§ Textauszug:
"""
Als der erfährt, dass Lance auch Surfer ist, lässt er ihn und andere
während des Angriffs auf ein vietnamesisches Dorf nach der Landung dort
in den hohen Wellen surfen. Der Angriff selbst, von Hubschraubern aus, wird
auf Kilgores Geheiß mit Wagners Walkürenritt musikalisch untermalt.
Kilgore liebt den Geruch von Napalm, sagt er, und erweist sich als ebenso psychopathischer
Offizier, wie man es von Kurtz berichtet.
Auch
die nächste Station Willards ist eine Station auf einem Weg des Grauens.
Mitten im Urwald feiern US-Einheiten zur Musik der Rolling Stones („I can't
get no satisfaction“) eine Show mit dancing girls. Das „amerikanische Lebensgefühl“
soll in der Hölle reproduziert werden. Auf ihrer Weiterfahrt knallen sie
sinnlos eine ganze vietnamesische Familie auf einem Boot ab. Willard selbst
gibt der einzigen überlebenden Frau den Rest, weil er kein Risiko eingehen
will, dass die Nordvietnamesen oder der Vietcong ihn an der Erfüllung seines
Auftrags hindern. Clean stirbt bei einem Angriff. Sie landen bei einer französischen
Einheit, deren Mitglieder, Soldaten wie Zivilisten, auf wundersame Weise an
einem versteckten Platz im Dschungel ihre „Heimat“ errichtet haben, wie sie
es nennen. Clean wird begraben. In einer langen, erregten Debatte zwischen den
Franzosen und Willard, der allerdings fast nur zuhört, kommt es zum Streit.
"""
§ Zeilen:
"""
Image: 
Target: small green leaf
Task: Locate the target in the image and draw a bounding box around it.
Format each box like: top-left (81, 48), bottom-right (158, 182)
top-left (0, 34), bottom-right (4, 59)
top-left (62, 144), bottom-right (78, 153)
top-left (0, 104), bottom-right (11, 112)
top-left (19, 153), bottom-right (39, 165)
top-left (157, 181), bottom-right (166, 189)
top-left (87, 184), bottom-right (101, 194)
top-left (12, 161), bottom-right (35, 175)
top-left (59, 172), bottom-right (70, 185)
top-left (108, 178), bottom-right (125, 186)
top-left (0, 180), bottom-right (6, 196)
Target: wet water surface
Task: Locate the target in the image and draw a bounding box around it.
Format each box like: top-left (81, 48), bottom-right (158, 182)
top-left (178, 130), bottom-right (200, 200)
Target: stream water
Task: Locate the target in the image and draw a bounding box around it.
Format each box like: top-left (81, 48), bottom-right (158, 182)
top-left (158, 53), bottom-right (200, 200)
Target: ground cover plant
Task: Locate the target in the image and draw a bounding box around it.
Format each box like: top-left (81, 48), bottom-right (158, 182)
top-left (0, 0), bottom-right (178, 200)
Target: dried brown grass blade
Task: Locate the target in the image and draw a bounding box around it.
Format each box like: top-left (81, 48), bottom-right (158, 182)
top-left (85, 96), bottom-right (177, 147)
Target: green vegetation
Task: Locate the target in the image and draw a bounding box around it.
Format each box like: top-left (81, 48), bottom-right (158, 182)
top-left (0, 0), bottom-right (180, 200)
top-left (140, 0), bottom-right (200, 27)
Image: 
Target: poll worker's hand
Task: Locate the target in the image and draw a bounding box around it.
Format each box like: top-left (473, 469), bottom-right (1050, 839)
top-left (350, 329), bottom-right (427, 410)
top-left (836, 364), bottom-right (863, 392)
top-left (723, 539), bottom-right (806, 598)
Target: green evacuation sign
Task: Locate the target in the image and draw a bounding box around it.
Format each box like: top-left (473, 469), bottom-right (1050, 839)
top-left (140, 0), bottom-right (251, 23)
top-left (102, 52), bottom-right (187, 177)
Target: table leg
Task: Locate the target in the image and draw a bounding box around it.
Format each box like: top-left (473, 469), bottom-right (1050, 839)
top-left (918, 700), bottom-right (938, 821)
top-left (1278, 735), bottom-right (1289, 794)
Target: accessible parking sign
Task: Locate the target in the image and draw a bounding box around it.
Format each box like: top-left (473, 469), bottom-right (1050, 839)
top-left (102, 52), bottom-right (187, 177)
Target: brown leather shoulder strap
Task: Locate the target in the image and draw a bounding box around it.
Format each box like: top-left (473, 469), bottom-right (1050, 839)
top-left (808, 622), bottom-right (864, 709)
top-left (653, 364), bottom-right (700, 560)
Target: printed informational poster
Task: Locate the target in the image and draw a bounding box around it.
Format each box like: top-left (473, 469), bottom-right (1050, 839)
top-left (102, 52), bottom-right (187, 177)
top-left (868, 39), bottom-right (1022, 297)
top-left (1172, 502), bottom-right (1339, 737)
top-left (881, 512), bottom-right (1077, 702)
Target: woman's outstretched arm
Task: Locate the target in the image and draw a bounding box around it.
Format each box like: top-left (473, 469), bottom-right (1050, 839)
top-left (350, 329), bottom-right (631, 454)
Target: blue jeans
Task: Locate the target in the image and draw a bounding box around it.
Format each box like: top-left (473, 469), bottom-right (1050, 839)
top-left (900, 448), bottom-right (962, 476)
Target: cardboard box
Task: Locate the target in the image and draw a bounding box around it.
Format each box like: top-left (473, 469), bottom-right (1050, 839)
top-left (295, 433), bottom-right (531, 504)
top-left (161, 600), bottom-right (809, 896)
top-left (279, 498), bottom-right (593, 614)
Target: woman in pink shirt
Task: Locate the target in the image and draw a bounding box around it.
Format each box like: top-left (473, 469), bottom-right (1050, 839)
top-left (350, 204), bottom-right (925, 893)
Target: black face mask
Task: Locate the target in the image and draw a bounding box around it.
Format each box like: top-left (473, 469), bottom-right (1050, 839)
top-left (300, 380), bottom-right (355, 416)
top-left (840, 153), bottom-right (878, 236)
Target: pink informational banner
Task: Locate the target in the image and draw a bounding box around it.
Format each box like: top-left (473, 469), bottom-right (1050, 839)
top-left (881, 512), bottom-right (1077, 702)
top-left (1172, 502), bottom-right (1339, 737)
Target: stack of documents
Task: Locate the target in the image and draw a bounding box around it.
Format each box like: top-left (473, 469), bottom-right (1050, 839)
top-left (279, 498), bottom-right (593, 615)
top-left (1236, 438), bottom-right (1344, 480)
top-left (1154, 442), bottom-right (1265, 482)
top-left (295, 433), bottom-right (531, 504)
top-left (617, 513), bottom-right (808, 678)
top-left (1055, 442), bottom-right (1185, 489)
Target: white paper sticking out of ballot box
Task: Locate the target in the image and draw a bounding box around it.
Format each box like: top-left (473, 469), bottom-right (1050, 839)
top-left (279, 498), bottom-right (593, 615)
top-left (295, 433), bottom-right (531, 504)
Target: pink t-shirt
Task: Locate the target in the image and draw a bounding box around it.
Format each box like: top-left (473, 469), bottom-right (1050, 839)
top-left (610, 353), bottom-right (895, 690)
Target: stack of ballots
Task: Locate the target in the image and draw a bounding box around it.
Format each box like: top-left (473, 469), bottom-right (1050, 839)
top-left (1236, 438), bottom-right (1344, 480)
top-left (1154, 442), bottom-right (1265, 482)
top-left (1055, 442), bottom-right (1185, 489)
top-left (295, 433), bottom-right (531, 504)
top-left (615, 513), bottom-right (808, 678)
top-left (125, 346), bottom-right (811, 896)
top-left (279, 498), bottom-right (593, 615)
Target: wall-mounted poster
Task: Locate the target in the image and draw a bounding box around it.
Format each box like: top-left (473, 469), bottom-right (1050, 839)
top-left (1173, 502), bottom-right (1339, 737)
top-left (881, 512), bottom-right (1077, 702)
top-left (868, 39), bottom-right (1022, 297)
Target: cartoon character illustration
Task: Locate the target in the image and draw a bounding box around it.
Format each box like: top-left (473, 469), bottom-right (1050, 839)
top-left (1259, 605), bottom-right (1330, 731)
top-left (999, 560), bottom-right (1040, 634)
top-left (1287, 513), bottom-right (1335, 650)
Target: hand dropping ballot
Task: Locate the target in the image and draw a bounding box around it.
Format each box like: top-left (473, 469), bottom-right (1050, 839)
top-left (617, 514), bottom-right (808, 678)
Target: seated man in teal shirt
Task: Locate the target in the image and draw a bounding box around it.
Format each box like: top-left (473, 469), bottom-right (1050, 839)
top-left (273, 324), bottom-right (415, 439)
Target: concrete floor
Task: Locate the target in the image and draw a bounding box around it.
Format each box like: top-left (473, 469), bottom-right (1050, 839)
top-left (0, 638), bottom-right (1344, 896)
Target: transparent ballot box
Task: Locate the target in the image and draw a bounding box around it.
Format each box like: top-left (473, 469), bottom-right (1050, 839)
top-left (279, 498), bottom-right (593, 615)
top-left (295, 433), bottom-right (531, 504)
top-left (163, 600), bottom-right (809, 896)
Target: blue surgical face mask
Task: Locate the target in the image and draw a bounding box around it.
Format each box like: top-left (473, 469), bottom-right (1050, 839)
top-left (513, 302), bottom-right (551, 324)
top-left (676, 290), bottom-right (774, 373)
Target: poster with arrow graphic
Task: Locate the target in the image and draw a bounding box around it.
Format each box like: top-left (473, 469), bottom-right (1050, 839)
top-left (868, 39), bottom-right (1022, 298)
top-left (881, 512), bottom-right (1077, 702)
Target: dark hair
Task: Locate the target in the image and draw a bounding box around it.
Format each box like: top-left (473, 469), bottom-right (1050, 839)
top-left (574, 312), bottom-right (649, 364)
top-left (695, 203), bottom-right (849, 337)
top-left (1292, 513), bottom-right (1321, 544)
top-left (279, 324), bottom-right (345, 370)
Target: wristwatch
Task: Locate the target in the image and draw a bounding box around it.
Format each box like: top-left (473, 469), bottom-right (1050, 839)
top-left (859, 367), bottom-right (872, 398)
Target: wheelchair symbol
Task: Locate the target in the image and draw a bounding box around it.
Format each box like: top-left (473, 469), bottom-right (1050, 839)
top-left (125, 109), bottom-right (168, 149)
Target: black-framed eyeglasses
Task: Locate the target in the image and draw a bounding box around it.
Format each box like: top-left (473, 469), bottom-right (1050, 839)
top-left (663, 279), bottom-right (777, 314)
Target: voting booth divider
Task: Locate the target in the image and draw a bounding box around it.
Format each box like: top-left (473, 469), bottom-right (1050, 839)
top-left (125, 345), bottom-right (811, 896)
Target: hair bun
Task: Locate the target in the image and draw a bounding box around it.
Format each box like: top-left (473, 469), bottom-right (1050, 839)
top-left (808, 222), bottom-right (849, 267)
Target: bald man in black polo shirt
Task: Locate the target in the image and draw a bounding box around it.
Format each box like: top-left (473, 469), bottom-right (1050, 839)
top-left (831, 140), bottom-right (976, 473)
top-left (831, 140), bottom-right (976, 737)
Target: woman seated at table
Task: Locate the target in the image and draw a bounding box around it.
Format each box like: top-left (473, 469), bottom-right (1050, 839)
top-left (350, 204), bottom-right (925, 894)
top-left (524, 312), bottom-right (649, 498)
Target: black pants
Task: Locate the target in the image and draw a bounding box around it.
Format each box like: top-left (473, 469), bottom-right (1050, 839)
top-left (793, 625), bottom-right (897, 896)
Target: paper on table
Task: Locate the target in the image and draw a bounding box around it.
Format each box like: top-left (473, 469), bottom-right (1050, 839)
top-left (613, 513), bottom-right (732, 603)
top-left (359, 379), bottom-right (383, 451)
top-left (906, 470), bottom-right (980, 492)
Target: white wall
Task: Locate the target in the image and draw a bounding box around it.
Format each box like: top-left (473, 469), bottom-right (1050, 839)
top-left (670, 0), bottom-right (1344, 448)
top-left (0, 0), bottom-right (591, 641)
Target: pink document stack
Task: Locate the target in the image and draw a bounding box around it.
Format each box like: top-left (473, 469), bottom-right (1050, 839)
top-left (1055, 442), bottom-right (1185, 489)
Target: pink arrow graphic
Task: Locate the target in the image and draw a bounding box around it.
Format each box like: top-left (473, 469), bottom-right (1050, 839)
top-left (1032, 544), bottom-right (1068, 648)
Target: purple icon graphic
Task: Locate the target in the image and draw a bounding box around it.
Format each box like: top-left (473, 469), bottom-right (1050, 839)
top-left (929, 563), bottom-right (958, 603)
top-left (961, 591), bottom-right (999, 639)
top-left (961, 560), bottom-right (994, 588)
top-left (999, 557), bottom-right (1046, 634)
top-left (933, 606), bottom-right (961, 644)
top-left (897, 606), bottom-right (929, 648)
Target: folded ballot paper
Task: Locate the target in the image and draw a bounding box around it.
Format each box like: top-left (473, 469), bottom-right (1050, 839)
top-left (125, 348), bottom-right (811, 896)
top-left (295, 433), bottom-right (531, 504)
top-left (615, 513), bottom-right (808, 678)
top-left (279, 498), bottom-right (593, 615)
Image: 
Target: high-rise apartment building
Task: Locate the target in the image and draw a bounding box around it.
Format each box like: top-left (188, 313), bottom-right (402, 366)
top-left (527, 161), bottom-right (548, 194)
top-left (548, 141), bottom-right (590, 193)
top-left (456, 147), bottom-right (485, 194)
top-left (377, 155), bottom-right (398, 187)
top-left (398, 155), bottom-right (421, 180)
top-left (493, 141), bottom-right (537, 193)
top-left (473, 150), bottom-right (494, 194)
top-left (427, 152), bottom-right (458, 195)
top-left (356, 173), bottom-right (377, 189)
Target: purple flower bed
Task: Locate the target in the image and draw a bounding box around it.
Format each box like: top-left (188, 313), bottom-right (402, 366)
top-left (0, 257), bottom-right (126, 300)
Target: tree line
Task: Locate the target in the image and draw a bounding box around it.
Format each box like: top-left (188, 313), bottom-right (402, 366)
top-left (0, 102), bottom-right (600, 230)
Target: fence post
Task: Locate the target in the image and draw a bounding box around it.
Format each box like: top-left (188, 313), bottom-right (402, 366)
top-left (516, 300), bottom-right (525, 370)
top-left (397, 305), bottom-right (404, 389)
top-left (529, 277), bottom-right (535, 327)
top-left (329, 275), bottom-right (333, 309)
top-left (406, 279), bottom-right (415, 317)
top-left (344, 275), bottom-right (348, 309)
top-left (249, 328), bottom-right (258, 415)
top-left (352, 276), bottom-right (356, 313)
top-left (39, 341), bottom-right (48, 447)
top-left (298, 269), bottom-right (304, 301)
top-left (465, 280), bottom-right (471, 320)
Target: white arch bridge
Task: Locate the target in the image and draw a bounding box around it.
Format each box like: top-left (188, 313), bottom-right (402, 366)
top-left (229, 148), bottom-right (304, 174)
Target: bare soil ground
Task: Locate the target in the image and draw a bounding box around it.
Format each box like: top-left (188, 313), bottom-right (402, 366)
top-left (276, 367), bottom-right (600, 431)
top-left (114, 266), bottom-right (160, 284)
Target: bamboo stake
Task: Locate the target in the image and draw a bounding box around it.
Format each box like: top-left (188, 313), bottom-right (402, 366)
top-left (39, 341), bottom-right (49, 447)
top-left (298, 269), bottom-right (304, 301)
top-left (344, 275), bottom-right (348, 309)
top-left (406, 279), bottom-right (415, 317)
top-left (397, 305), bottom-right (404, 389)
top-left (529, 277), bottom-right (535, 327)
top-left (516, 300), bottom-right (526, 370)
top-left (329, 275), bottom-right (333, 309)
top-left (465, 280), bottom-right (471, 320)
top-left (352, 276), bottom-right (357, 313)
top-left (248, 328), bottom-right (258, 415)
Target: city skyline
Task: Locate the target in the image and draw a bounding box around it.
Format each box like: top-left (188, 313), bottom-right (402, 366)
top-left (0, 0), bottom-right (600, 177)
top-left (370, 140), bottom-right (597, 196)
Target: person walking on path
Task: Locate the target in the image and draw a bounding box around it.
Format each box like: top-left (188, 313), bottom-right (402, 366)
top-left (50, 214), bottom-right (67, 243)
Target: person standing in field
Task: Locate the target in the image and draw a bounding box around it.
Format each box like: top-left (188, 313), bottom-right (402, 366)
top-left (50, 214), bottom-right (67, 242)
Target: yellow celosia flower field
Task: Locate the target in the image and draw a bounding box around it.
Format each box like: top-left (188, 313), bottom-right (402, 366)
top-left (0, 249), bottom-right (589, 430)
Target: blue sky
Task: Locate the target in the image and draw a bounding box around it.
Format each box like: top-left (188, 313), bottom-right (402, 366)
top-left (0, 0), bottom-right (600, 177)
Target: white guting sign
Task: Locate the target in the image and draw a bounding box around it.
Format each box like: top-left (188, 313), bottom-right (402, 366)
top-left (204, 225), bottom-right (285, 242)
"""
§ Aufgabe 1:
Beantworte zum Textauszug über Willards Fahrt diese Fragen:
(a) Mit welcher Musik wird der Angriff von den Hubschraubern aus auf Kilgores Geheiß untermalt?
(b) Zur Musik welcher Band feiern US-Einheiten mitten im Urwald eine Show?
(c) Bei was für einer Einheit landen sie, nachdem Clean bei einem Angriff gestorben ist?
§ Aufgabe 2:
Führe den Textauszug über Willards Fahrt im Anschluss an seinen letzten Satz weiter.
Die Zeilen spielen hierfür keine Rolle.

§ Lösung 1:
(a) Mit Wagners Walkürenritt.
(b) Zur Musik der Rolling Stones.
(c) Bei einer französischen Einheit.

§ Lösung 2:
Die schöne Roxanne (Aurore Clément) verführt Willard. Dem „verlorenen
Soldaten“ erklärt sie: „Zwei Seelen wohnen in dir, eine die tötet
und eine die liebt.“ Ein Speer tötet Chief. Wenig später treffen Willard,
Lance und Chef auf einen völlig durchgeknallten Fotojournalisten (Dennis
Hopper), der von Kurtz schwärmt wie ein Irrer von einen anderen. Kurtz
weiß längst, warum Willard zu ihm geschickt wurde. „Sie sind ein
Laufbursche, von Kolonialwarenhändlern geschickt, um die Rechnung vorzulegen.“
Kurtz lebt in einer Gesellschaft des Todes. Überall Leichen, aufgespießte
Köpfe. Die Gewalt beherrscht eine Gesellschaft, in der die Vietnamesen
sich mit weiß gemalten Gesichtern wie ihre Vorfahren bewegen. Willard
scheint keine Chance zu haben, diesen Ort der Welt jemals wieder verlassen zu
können, zumal Kurtz Chef den Kopf abgeschlagen und diesen Willard zwischen
die Beine geworfen hat ...
Willard
ist letztlich die Hauptfigur in dieser apokalyptischen Fahrt durch die Hölle.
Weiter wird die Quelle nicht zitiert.